Report every line below that contains the word "water". Case counts.

▸ Material:
———

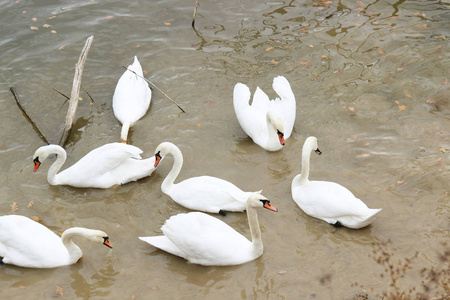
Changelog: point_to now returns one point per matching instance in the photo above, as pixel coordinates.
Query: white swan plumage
(205, 240)
(268, 122)
(26, 243)
(131, 98)
(204, 193)
(103, 167)
(326, 200)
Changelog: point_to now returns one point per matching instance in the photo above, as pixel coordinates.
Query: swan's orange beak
(106, 242)
(37, 163)
(157, 159)
(269, 206)
(281, 138)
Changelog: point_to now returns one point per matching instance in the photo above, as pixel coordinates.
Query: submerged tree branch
(157, 89)
(73, 103)
(27, 116)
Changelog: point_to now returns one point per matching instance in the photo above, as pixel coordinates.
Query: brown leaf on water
(59, 291)
(14, 207)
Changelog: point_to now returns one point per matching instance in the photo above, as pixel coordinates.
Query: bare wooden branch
(73, 103)
(68, 98)
(27, 116)
(157, 89)
(92, 100)
(197, 3)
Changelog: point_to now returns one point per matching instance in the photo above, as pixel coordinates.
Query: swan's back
(207, 240)
(26, 243)
(132, 95)
(110, 164)
(332, 202)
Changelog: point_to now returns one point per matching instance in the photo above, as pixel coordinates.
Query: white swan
(268, 122)
(131, 98)
(26, 243)
(205, 240)
(103, 167)
(204, 193)
(326, 200)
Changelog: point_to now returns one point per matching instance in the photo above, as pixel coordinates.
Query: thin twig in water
(27, 116)
(92, 100)
(242, 5)
(156, 88)
(68, 98)
(197, 3)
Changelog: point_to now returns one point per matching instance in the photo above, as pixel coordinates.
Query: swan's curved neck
(306, 155)
(176, 168)
(255, 231)
(66, 238)
(60, 159)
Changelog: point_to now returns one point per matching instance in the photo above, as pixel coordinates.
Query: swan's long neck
(60, 159)
(306, 154)
(168, 182)
(66, 238)
(255, 231)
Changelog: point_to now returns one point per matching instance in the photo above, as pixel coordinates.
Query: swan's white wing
(209, 194)
(26, 243)
(132, 95)
(100, 162)
(252, 118)
(328, 200)
(285, 106)
(206, 240)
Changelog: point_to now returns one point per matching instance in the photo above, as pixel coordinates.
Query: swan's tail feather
(163, 243)
(282, 88)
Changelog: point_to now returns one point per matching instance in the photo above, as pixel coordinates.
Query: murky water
(371, 83)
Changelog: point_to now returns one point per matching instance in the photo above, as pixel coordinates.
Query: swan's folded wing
(203, 238)
(285, 106)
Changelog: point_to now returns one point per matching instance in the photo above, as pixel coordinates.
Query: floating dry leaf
(59, 291)
(14, 207)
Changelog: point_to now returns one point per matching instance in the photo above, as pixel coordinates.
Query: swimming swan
(326, 200)
(26, 243)
(205, 240)
(268, 122)
(103, 167)
(204, 193)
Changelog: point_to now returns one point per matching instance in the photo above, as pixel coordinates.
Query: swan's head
(257, 200)
(41, 154)
(163, 149)
(311, 144)
(277, 125)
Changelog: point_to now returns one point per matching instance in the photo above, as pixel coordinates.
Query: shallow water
(371, 83)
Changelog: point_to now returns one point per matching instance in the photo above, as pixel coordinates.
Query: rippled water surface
(371, 83)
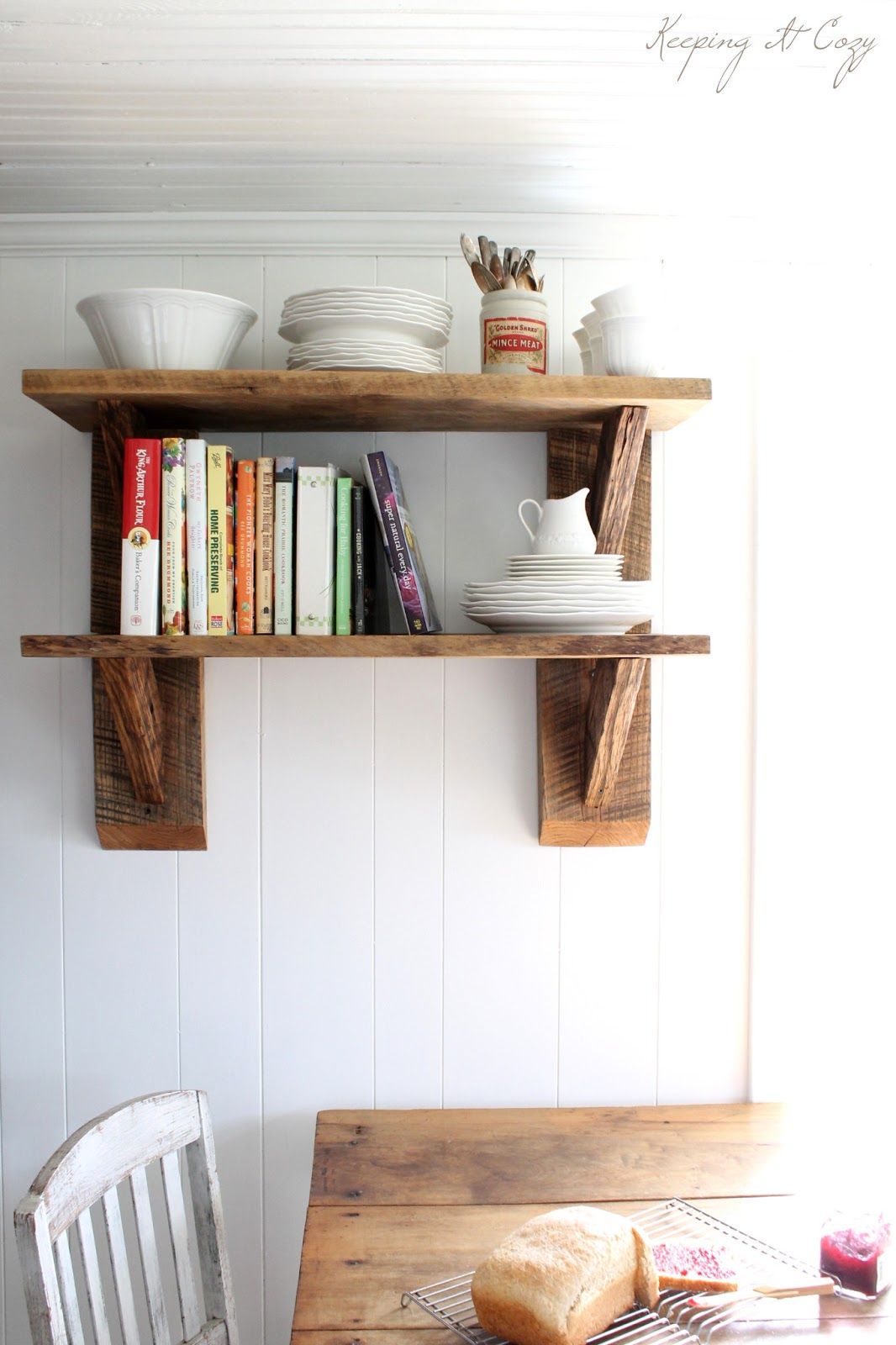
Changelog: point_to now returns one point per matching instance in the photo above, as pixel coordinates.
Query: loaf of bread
(564, 1277)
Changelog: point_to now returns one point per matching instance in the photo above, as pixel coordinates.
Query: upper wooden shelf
(361, 646)
(289, 400)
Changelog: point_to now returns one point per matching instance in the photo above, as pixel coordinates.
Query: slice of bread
(564, 1277)
(694, 1266)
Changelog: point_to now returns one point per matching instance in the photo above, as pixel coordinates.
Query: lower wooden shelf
(593, 692)
(361, 646)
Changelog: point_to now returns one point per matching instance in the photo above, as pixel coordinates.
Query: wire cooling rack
(674, 1320)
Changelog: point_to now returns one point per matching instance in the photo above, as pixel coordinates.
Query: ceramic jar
(513, 329)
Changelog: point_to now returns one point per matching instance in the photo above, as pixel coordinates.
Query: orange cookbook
(245, 530)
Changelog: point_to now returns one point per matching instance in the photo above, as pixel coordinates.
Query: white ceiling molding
(646, 237)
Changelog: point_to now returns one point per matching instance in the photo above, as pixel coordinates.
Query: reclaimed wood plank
(358, 1263)
(611, 706)
(362, 646)
(91, 1263)
(548, 1156)
(170, 768)
(567, 693)
(134, 699)
(840, 1329)
(618, 463)
(260, 400)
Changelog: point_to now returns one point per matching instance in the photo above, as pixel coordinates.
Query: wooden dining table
(405, 1199)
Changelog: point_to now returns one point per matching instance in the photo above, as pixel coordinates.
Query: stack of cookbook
(262, 546)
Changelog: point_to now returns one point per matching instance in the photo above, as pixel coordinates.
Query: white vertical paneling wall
(374, 921)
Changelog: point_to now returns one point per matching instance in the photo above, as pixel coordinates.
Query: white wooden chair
(85, 1172)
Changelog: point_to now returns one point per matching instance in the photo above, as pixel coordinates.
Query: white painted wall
(374, 903)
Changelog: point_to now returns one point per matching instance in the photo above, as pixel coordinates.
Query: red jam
(856, 1250)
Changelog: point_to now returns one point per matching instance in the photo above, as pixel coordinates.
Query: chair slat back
(69, 1291)
(150, 1258)
(187, 1300)
(89, 1169)
(91, 1263)
(120, 1269)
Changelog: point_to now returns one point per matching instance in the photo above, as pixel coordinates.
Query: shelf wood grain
(361, 646)
(293, 400)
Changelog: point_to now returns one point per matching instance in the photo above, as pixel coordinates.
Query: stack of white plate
(361, 354)
(373, 327)
(566, 595)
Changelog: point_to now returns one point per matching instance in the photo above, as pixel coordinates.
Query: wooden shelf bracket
(593, 719)
(147, 713)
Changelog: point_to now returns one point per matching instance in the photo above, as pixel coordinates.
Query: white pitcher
(562, 526)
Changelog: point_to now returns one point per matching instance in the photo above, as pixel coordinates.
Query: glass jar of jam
(856, 1248)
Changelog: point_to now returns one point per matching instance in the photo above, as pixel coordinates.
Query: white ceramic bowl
(166, 329)
(633, 346)
(626, 302)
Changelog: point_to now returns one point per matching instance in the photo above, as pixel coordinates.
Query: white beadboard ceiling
(482, 105)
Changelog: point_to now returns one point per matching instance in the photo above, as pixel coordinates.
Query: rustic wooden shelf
(293, 400)
(593, 692)
(361, 646)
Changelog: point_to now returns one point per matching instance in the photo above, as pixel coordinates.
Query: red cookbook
(140, 494)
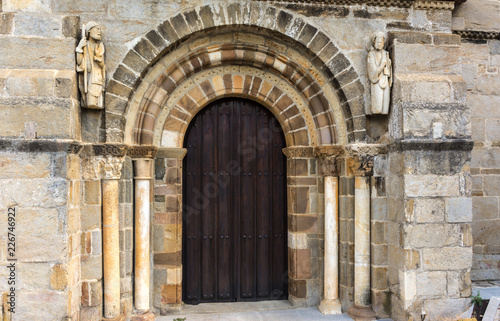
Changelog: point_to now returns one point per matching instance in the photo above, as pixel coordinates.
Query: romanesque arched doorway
(234, 205)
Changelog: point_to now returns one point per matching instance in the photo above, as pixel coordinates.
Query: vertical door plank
(208, 190)
(224, 217)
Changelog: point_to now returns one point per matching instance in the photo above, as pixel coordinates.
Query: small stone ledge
(423, 38)
(477, 35)
(39, 146)
(434, 145)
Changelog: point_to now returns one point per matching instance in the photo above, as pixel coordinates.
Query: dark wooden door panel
(234, 236)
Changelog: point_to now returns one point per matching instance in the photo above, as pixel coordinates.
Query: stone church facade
(412, 197)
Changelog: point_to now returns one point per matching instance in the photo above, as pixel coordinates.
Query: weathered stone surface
(44, 305)
(427, 210)
(50, 53)
(459, 209)
(485, 208)
(431, 235)
(446, 307)
(6, 23)
(440, 258)
(36, 25)
(479, 14)
(432, 185)
(431, 284)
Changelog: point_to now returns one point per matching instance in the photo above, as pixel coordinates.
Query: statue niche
(90, 67)
(379, 67)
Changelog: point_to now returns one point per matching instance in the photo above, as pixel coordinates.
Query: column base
(358, 313)
(330, 306)
(118, 318)
(147, 316)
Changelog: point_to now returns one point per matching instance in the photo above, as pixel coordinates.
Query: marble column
(111, 169)
(362, 293)
(331, 303)
(142, 177)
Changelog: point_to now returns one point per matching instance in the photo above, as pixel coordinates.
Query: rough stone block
(430, 59)
(459, 209)
(440, 258)
(445, 307)
(52, 117)
(44, 305)
(35, 25)
(51, 53)
(6, 23)
(71, 26)
(431, 235)
(91, 267)
(432, 185)
(484, 208)
(427, 210)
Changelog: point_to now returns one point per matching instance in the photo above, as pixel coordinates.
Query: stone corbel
(328, 166)
(360, 165)
(298, 152)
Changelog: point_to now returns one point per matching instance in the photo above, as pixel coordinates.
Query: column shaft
(111, 248)
(142, 236)
(331, 302)
(362, 241)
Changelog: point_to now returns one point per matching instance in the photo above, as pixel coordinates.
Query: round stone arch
(131, 91)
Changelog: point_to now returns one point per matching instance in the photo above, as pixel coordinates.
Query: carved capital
(433, 5)
(326, 151)
(142, 168)
(111, 167)
(177, 153)
(142, 151)
(328, 166)
(102, 167)
(110, 150)
(360, 165)
(298, 152)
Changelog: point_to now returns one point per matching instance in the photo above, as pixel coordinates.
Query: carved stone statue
(379, 68)
(90, 67)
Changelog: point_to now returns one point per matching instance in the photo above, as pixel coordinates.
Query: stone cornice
(418, 4)
(456, 144)
(118, 150)
(477, 35)
(142, 151)
(39, 146)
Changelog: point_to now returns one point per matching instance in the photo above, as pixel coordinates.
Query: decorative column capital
(299, 152)
(111, 167)
(142, 151)
(177, 153)
(328, 166)
(361, 165)
(142, 168)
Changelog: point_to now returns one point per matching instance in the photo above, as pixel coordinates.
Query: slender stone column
(331, 303)
(362, 309)
(142, 176)
(111, 167)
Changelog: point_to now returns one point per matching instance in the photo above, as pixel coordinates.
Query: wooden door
(234, 205)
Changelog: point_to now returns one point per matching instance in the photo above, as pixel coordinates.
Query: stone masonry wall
(480, 69)
(429, 233)
(44, 189)
(480, 63)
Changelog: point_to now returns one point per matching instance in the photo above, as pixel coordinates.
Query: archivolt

———

▸ Result for this task:
Query: brown leaf on water
Query: thin twig in water
Query: murky water
Query: shallow water
Query: rippled water surface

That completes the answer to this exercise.